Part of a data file

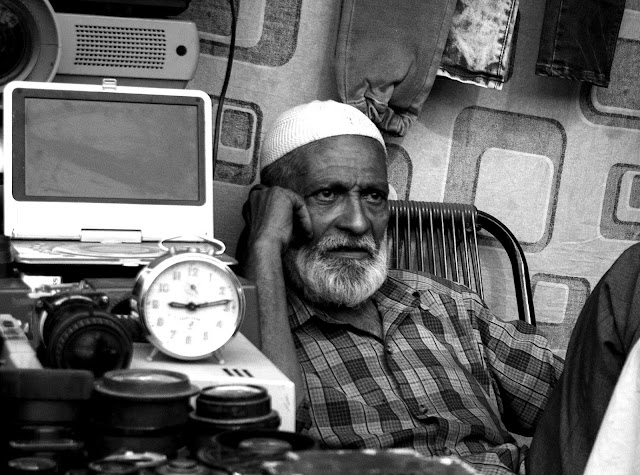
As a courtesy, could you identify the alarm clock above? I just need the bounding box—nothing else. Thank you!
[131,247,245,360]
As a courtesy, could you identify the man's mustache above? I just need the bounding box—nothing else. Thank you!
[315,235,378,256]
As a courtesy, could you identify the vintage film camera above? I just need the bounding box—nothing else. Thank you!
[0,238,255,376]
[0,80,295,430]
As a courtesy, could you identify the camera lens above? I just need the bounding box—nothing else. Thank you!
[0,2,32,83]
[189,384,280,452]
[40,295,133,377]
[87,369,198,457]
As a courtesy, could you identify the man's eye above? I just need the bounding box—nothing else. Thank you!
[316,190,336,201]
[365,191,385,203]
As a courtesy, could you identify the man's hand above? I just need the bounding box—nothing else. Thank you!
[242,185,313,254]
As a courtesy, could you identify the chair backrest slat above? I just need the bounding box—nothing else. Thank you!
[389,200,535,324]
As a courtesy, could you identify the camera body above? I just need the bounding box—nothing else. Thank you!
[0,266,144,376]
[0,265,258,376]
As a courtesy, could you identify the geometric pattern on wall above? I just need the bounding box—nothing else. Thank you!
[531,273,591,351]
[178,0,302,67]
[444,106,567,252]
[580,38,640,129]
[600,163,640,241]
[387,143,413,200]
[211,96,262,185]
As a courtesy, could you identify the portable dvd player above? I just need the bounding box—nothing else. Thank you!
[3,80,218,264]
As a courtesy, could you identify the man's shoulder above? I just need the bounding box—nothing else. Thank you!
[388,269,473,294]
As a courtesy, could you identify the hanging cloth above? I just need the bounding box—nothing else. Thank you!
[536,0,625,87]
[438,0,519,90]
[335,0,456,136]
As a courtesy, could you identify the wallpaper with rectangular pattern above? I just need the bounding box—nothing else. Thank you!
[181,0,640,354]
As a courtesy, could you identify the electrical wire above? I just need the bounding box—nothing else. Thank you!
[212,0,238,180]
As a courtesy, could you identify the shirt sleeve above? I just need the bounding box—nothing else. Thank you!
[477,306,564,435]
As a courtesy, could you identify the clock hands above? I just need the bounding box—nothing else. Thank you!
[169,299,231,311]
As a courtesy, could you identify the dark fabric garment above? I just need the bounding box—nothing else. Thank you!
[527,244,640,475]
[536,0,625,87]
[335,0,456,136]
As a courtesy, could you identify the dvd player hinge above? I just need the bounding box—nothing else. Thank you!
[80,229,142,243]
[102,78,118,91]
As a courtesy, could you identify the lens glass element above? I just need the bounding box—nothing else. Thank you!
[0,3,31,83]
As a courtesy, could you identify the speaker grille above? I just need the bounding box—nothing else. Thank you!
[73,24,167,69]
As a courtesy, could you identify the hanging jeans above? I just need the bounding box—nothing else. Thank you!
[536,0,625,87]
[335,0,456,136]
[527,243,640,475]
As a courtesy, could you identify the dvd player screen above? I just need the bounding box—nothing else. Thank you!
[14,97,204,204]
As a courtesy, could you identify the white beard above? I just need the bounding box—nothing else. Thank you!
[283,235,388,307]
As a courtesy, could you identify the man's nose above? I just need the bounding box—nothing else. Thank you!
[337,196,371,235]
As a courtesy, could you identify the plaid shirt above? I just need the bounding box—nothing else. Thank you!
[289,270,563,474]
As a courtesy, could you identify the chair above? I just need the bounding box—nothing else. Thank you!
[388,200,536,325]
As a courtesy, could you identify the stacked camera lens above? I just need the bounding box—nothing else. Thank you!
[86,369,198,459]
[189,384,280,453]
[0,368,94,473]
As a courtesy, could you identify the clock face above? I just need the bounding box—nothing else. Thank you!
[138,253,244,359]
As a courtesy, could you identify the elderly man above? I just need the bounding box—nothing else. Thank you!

Requirement ▸ Please convert every line of the entries above into a numbered list, skipping blank lines and omitting the pictures.

Result below ▸
1. As a courtesy, could you identify the alarm clock above? I just need the bounding box—nothing else. Thank you!
2. [131,247,245,360]
3. As a courtesy, could you identify the man's mustache above? I just need the bounding box—nothing else. Thank you!
4. [315,235,378,256]
5. As a courtesy, could you identify the vintage film camera above? I just need the bounding box—nothing else. Thank you!
6. [0,238,255,376]
7. [0,80,295,430]
8. As a courtesy, could you identify the camera lens above? I just need the bounding box—nothing else. Thank you!
9. [0,2,32,83]
10. [189,384,280,452]
11. [40,295,133,377]
12. [87,369,198,457]
13. As a courtesy, could you identify the man's eye above? I just need the bounding box—nothing else. Thank you!
14. [316,190,336,201]
15. [365,191,385,203]
16. As a courtesy, could you identify the man's hand above? I just need the bounding box—nothing else. Thank you!
17. [242,185,313,254]
18. As a courtesy, could you identify the chair backrest slat above? I just need the bounding box—nothing else. Thank you!
19. [389,200,535,324]
20. As a courtesy, could you identify the camera body above? I just need the bounding box—nothing else. Thank you!
21. [0,266,144,376]
22. [0,265,258,376]
23. As a courtesy, could you identify the geometric pattern on wall above? I just need the bounding box—nothing else. Thank you!
24. [531,273,591,351]
25. [178,0,302,67]
26. [444,106,567,252]
27. [580,38,640,129]
28. [600,163,640,241]
29. [387,143,413,200]
30. [211,96,262,185]
31. As a courtesy, could you identify the portable dvd player above? I just need the bounding box—nothing else. Thank you!
32. [3,80,218,264]
33. As a courtesy, could you identify the man's shoulder above? I just need the bounding box—nothing else. Thank you!
34. [388,269,473,294]
35. As a courtesy, could you identify the hanging cloth above? I just need the bounding box—nothing else. Thank you!
36. [536,0,625,87]
37. [438,0,519,90]
38. [335,0,456,136]
39. As a courtesy, could you identify the wallpaper with rectangular pattern above? I just need the bounding box—nothing else. Thank you!
40. [181,0,640,354]
41. As a courtesy, could you identify the electrical wire above? I just need the bounding box—nothing else. Thank you!
42. [212,0,238,180]
43. As a courtesy, could you identify the shirt sleeve above? I just need the bounding box—nothing else. Thank you!
44. [477,306,564,435]
45. As a courtesy, could you identify the clock hands above? I just need the bounding box—nothing else. Thank you!
46. [169,299,231,311]
47. As a courtesy, could you identify the dark fabric garment above? I just need the bounding box—nothing else. Thank you!
48. [527,244,640,475]
49. [536,0,625,87]
50. [335,0,456,136]
51. As a courtesy, could you identify the dvd player hinge above? I just need the bounding box—nothing else. Thank you!
52. [80,229,142,243]
53. [102,78,118,91]
54. As a courtesy, could you identify the lens glass element above? I just need the bounding box—nothing else. Thank you!
55. [0,3,31,83]
56. As a courtesy, could you identify the speaker grille above? I just need the bounding box—nothing else. Thank you!
57. [73,24,167,69]
58. As a courtesy, could you identify the hanging jeans above? I just need the bounding box—nothing else. Thank you!
59. [536,0,625,87]
60. [335,0,456,136]
61. [527,243,640,475]
62. As a courtesy, could you identify the dvd player screen above? I just need the bounding box—nothing else. Thank you!
63. [14,97,204,204]
64. As a courtesy, could you identify the white beard above? I just need the bounding box—nothing else. Thank you!
65. [283,235,388,307]
66. As a courtesy, could you identify the man's nose above? I just need the bounding box—nothing else. Thank you!
67. [337,196,371,235]
68. As a courtesy, could you identify the plaid shirt above? I just need the bounding box—nothing else. Thank you!
69. [289,270,563,474]
70. As a courtesy, could you identify the chair above? I just need the bounding box—nothing else. Thank you!
71. [388,200,536,325]
72. As a courtesy, could you identify the stacked camera lens above? I just need the bounding box—nothing else. Thank you!
73. [86,369,198,459]
74. [189,384,280,453]
75. [0,368,94,473]
76. As a courtesy, could you identify the clock face above? I just need the bounding box—nothing else. Thank you!
77. [138,253,244,359]
78. As a courtesy, could you identify the elderly man above? I just need the bounding box—nothing else. Thank you!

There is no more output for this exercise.